Set exercise: State how many lines in the data below contain the string "stone", treating uppercase and lowercase as different. Give only the number.

Dataset entries:
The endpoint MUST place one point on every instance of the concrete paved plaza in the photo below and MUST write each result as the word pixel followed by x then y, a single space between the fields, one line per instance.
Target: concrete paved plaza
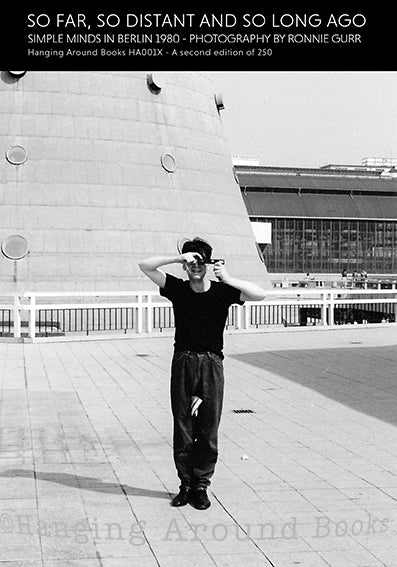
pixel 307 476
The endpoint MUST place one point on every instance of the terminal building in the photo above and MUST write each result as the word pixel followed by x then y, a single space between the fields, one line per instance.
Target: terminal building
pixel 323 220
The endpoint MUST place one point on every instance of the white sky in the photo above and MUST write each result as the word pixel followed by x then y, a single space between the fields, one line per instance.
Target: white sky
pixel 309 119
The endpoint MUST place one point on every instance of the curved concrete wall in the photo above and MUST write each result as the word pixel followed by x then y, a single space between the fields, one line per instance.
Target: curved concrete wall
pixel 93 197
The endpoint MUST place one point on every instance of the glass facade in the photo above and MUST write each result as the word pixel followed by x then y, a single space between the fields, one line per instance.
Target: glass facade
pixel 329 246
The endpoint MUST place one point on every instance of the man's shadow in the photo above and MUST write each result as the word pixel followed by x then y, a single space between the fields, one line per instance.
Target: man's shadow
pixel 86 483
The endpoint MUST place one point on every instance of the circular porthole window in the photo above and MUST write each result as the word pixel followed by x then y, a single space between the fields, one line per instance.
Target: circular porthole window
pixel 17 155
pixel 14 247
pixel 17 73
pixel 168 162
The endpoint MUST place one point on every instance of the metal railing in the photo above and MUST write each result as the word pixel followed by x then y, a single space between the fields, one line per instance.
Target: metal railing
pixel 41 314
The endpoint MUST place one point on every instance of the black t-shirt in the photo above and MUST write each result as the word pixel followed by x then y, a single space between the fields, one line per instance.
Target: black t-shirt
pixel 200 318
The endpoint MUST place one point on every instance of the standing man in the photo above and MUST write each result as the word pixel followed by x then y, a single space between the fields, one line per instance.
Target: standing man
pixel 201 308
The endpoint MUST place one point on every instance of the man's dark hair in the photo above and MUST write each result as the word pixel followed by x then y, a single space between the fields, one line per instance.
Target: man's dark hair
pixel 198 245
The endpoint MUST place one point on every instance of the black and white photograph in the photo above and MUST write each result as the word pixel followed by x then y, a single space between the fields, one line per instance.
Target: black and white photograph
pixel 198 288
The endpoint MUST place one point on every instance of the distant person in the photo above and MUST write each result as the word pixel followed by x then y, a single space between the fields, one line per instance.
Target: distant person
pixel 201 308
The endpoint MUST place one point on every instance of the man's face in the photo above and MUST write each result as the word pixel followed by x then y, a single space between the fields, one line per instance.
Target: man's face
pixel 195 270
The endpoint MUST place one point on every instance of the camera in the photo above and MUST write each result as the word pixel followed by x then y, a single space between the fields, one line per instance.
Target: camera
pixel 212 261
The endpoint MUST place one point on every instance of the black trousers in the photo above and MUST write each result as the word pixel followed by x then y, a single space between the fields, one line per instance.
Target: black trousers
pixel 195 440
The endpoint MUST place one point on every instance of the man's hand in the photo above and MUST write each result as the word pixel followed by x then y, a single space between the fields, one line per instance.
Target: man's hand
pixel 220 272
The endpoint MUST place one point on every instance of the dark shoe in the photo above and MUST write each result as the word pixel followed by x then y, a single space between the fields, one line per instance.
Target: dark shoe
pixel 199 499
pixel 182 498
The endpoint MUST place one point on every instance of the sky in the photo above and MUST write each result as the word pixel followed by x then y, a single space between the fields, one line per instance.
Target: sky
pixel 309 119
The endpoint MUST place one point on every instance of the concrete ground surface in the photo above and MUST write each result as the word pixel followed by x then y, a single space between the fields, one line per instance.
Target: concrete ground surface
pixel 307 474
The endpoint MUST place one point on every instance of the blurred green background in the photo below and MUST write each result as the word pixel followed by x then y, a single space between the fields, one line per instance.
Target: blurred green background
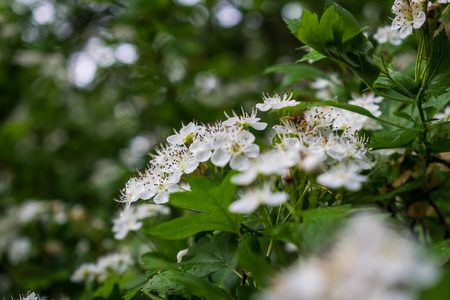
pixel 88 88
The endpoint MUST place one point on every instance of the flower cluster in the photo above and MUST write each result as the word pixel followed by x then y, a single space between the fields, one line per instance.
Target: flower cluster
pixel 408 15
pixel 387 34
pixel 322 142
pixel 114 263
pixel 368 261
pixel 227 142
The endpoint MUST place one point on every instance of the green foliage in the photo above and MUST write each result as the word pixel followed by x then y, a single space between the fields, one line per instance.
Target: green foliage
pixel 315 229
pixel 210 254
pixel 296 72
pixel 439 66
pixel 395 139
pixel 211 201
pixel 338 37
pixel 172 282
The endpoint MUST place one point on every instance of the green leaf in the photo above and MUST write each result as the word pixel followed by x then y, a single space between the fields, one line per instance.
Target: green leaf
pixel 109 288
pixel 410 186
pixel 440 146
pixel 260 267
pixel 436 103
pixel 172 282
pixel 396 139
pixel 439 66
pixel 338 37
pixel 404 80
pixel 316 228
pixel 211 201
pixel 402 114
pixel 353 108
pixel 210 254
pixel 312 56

==

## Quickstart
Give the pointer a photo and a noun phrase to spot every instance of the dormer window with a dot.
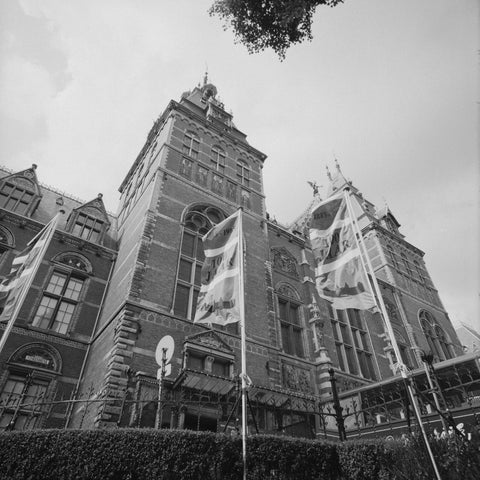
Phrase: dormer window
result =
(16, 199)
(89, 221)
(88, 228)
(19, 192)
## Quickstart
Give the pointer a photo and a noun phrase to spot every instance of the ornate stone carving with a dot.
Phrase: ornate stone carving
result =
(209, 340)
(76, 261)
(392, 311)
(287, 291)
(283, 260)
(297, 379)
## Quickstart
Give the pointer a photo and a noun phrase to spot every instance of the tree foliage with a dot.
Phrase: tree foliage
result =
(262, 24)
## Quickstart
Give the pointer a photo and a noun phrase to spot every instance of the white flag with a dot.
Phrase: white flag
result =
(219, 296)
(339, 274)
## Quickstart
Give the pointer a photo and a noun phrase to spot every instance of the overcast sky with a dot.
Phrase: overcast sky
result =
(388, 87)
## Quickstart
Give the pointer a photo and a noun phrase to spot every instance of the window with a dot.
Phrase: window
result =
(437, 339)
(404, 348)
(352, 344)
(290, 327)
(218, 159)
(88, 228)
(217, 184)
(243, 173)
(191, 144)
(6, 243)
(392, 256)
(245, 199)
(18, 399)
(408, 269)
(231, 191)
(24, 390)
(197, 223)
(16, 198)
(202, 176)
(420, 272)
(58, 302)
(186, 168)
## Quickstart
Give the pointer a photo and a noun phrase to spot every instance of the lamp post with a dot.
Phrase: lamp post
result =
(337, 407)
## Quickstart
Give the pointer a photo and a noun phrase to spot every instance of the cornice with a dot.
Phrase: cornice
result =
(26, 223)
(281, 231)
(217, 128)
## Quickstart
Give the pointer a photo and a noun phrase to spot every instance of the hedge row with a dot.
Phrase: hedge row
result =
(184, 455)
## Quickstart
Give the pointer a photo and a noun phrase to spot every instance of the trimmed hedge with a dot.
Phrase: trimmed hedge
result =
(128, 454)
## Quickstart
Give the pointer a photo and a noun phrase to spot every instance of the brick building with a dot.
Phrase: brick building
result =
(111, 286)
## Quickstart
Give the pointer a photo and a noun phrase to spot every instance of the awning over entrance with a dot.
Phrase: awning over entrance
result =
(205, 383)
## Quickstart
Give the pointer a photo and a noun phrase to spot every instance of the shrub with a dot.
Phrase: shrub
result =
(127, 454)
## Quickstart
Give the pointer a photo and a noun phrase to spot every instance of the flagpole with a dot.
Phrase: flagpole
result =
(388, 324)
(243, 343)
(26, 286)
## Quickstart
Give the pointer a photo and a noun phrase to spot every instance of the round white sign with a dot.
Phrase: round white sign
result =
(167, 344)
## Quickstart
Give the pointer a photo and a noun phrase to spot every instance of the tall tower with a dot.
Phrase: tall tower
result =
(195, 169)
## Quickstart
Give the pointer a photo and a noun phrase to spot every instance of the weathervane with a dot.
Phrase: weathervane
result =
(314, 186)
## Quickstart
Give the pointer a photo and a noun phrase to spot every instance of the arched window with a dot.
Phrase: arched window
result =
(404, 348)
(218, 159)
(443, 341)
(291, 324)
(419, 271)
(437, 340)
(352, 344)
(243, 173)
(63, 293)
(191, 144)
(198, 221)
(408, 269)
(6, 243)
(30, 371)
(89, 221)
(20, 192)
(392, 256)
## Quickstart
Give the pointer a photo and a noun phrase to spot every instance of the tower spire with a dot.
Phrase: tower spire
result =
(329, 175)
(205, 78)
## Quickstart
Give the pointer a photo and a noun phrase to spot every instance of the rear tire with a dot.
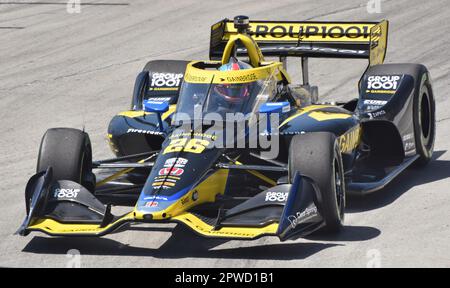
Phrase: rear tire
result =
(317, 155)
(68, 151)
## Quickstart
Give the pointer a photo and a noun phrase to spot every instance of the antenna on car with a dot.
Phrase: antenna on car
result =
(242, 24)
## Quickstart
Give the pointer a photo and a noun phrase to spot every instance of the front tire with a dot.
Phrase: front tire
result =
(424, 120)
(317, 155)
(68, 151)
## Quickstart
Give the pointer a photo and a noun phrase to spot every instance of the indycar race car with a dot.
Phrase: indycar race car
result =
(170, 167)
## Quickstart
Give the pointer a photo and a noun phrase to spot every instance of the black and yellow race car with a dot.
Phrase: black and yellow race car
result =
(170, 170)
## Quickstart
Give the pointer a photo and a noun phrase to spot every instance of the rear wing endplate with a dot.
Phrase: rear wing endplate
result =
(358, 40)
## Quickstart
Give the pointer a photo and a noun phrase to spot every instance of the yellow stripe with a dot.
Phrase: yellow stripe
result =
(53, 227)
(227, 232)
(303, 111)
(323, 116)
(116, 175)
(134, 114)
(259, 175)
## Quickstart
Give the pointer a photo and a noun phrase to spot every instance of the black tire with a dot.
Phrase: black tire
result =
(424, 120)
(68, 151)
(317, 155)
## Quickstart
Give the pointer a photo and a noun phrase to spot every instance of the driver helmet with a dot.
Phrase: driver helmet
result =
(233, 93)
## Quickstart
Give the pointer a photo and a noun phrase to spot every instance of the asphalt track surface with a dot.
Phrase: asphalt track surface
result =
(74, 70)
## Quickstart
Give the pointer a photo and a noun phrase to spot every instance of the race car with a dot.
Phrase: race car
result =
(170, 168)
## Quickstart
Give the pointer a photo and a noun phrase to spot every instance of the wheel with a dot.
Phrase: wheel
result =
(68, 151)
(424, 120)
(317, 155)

--

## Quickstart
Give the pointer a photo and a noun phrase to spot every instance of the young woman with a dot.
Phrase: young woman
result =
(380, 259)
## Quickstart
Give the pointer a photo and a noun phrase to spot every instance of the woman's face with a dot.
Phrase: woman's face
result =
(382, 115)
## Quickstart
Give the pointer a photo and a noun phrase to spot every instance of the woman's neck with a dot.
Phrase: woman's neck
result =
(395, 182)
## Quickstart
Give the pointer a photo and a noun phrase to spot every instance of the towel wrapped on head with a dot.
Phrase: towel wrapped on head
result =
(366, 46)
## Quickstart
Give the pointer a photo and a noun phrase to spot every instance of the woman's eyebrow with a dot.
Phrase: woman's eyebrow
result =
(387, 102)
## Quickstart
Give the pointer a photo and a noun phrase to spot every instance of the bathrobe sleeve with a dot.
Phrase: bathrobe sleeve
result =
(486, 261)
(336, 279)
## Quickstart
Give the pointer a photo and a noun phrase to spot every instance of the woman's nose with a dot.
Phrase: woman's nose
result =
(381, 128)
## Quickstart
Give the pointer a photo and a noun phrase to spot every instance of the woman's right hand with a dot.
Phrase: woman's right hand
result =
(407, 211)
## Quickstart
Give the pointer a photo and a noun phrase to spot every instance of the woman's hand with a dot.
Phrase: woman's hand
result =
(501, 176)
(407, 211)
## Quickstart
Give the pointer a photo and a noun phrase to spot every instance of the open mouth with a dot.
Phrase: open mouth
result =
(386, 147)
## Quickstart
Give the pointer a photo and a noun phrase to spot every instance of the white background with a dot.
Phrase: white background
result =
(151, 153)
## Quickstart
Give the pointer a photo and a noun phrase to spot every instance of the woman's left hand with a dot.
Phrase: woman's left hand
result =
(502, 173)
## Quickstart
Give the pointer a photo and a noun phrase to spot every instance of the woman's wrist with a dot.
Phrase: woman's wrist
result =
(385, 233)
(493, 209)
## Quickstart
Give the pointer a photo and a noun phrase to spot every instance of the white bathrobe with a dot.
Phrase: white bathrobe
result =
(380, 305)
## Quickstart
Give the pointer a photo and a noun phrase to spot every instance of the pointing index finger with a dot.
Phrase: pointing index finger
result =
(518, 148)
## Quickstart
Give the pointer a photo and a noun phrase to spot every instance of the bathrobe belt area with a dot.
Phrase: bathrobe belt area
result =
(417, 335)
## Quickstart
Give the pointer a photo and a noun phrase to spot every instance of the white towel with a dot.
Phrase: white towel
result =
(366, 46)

Exercise answer: 2